**SOURCE EXTRACT:**
↓↓↓

Editorials — March 25, 2015 19:16 — 0 Comments

A Sandwich For Ben Todd

I love making sandwiches. I love making sandwiches and I think I’m really good at it. I also like talking with interesting people. In this column, I make sandwiches and talk with interesting people.

I first heard Ben Todd’s music about ten year’s ago. A friend dropped by my work around closing time and said, as he pulled out a couple of DIY-looking CDs, “You gotta hear this!” He’d just seen Todd’s one-man band, Lonesome Shack, play at the Blue Moon. We put the music on and I became a fan instantly. It sounded like a black dude from the thirties singing somewhere far south of the Mason-Dixon line. The band has gained a few members in the years since, and there’s arguably more boogie now, but the essence of the music has remained: a haunted, echo-in-a-well voice at the end of an obscure dirt road.

Ben recently stopped by Monarch to have a sandwich and talk. I made three sandwiches this time: the Classic BLT, The Classic BLT with avocado, and a fried smoked mozzarella and bacon with pesto. I served the sandwiches with potato chips and a little beer.

On early inspiration:

I started off learning songs and trying to play faithful to an older tradition. I could never play ’em quite right. I could never be Fred McDowell. I could never fit culturally into that tradition. A lot of that music was created in a totally different world than I live in. I’ve felt inspired by it, and I want to take that inspiration and do something with it.

On tradition and belonging:

That’s what made me want to move away from trying to play in a tradition that wasn’t mine, feeling that there’s something that’s not right about that, or I’m not comfortable with. Trying to play music that is generally, not just racially significant, but from a different time, from a different world. Why is it that I connect so much with this music? I’m totally drawn to it, and inspired by it, but I don’t feel justified in trying to fall right into that tradition. That’s why it’s hard for me to feel like a blues musician.

↑↑↑

**LISTED RECORDS:**
↓↓↓

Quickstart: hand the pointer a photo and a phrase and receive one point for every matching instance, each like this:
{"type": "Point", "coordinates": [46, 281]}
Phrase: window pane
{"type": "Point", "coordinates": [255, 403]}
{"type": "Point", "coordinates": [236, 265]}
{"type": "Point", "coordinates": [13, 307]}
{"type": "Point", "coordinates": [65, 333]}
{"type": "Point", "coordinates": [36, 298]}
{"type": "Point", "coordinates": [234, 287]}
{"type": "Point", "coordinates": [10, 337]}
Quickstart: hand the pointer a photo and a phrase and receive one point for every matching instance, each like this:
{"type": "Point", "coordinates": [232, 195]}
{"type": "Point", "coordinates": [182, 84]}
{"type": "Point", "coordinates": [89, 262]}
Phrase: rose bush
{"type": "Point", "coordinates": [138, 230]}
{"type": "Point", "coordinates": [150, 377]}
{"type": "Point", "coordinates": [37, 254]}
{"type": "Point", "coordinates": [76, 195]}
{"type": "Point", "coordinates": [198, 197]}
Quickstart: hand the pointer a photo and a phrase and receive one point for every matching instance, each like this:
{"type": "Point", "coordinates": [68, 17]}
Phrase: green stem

↑↑↑
↓↓↓

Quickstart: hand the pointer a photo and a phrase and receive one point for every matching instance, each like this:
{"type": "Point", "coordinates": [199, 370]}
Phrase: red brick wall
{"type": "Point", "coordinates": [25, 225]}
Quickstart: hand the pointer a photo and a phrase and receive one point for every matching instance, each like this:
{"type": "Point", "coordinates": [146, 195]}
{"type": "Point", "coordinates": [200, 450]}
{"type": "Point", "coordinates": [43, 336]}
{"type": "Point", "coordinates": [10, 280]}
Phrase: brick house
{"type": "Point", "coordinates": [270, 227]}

↑↑↑
↓↓↓

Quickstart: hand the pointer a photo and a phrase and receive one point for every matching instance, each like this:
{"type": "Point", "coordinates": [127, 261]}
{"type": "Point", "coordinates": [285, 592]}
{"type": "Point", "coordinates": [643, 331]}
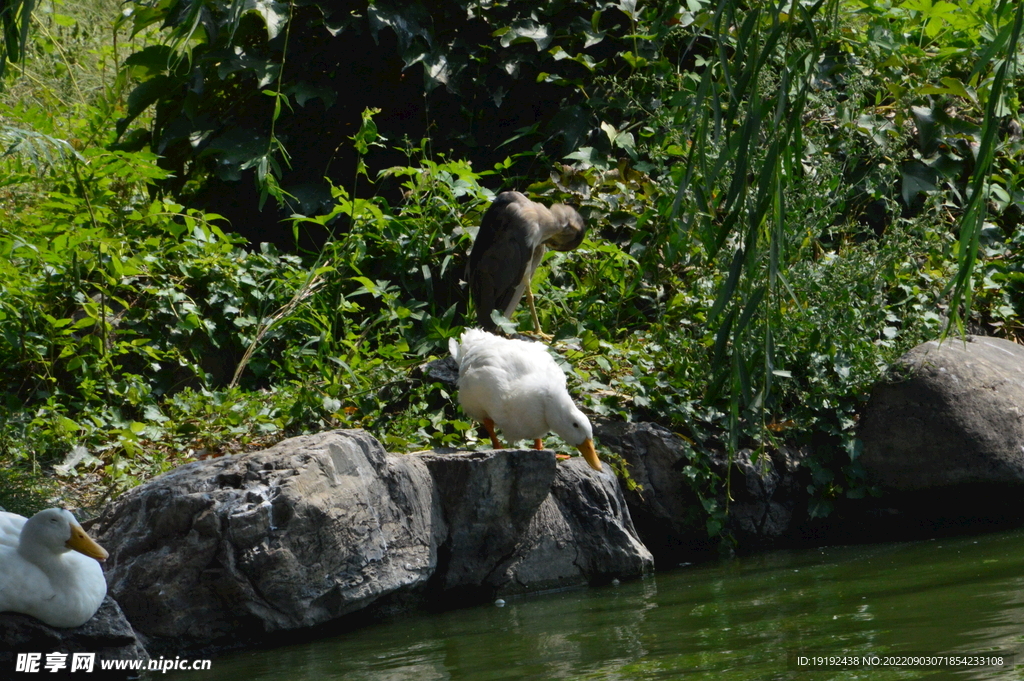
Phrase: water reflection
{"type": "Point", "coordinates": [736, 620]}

↑↑↑

**YOUR TASK:** Copy the Ben Todd sandwich column word for word, from the header line through the final sentence. The items aren't needed for anything here.

**WRITTEN SOLUTION:**
Editorials — March 25, 2015 19:16 — 0 Comments

A Sandwich For Ben Todd

I love making sandwiches. I love making sandwiches and I think I’m really good at it. I also like talking with interesting people. In this column, I make sandwiches and talk with interesting people.

I first heard Ben Todd’s music about ten year’s ago. A friend dropped by my work around closing time and said, as he pulled out a couple of DIY-looking CDs, “You gotta hear this!” He’d just seen Todd’s one-man band, Lonesome Shack, play at the Blue Moon. We put the music on and I became a fan instantly. It sounded like a black dude from the thirties singing somewhere far south of the Mason-Dixon line. The band has gained a few members in the years since, and there’s arguably more boogie now, but the essence of the music has remained: a haunted, echo-in-a-well voice at the end of an obscure dirt road.

Ben recently stopped by Monarch to have a sandwich and talk. I made three sandwiches this time: the Classic BLT, The Classic BLT with avocado, and a fried smoked mozzarella and bacon with pesto. I served the sandwiches with potato chips and a little beer.

On early inspiration:

I started off learning songs and trying to play faithful to an older tradition. I could never play ’em quite right. I could never be Fred McDowell. I could never fit culturally into that tradition. A lot of that music was created in a totally different world than I live in. I’ve felt inspired by it, and I want to take that inspiration and do something with it.

On tradition and belonging:

That’s what made me want to move away from trying to play in a tradition that wasn’t mine, feeling that there’s something that’s not right about that, or I’m not comfortable with. Trying to play music that is generally, not just racially significant, but from a different time, from a different world. Why is it that I connect so much with this music? I’m totally drawn to it, and inspired by it, but I don’t feel justified in trying to fall right into that tradition. That’s why it’s hard for me to feel like a blues musician.